## What the task asks
Searching the material below, find each line that includes the word "black", and copy it.

## Data supplied
=== Section Start ===
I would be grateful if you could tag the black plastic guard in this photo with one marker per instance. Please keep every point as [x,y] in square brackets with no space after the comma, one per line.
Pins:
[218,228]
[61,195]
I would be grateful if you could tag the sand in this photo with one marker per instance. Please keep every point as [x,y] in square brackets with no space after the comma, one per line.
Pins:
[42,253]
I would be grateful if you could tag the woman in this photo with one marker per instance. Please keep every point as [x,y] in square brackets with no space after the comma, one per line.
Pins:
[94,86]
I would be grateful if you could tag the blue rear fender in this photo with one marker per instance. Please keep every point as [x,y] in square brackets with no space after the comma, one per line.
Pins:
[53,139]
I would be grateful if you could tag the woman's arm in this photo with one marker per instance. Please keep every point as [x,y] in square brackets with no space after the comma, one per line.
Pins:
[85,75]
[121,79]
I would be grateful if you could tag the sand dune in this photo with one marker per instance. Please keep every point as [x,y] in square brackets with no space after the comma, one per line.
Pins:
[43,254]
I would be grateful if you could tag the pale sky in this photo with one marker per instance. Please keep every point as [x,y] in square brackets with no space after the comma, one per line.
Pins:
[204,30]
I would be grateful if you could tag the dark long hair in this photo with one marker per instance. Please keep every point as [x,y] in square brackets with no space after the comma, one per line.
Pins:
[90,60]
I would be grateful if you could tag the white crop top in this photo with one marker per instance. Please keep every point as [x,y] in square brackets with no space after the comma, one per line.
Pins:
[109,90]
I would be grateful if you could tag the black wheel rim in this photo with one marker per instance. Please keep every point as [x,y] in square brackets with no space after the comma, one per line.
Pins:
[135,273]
=== Section End ===
## Reply
I would be grateful if you could tag the black plastic guard in this photo with one marker per instance. Please keep every point as [x,y] in square brackets with no space after the comma, one per line.
I would be grateful if you could tag the black wheel rim in this photo with one marker per instance. Please keep every point as [x,y] in square brackets with no space after the comma, one per line.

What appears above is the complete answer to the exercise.